▶ WHAT YOU WILL DO:
[A] Condense the paragraph of the HKDF text that begins "The key-swap happens" into a shorter version that keeps its main facts.
[B] Repeat word for word the part of the HKDF text starting at "As you noted, HMAC" and ending at "(see section 6).".

▶ DOCUMENT TEXT:
--- START ---

I will only address the HKDF part.

HKDF was introduced in the following paper: https://eprint.iacr.org/2010/264.pdf

In this context, HMAC is used for two somewhat distinct purposes: 1) randomness extraction and 2) variable (input/output) length PRF.

The key-swap happens for randomness extraction. The situation here is that we are given a keying material $IKM$ that is not (pseudo)uniform random and want to create a key $PRK$ that is pseudorandom (i.e., computationally indistinguishable from random).

As you noted, HMAC is also shown to be a PRF. However, we cannot rely on PRF security to argue the security of $PRK$. But the paper argues that this use of HMAC is suitable for providing a computation randomness extractor (see section 6).

--- END ---

▶ SUPPLIED MATERIAL:
--- START ---

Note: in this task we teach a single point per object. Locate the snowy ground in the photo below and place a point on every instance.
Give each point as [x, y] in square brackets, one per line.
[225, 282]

--- END ---

▶ SOLUTIONS FOR EACH TASK:
[A] The key swap serves randomness extraction: it takes keying material $IKM$ that is not (pseudo)uniformly random and produces a key $PRK$ that is pseudorandom, meaning computationally indistinguishable from random.

[B]
As you noted, HMAC is also shown to be a PRF. However, we cannot rely on PRF security to argue the security of $PRK$. But the paper argues that this use of HMAC is suitable for providing a computation randomness extractor (see section 6).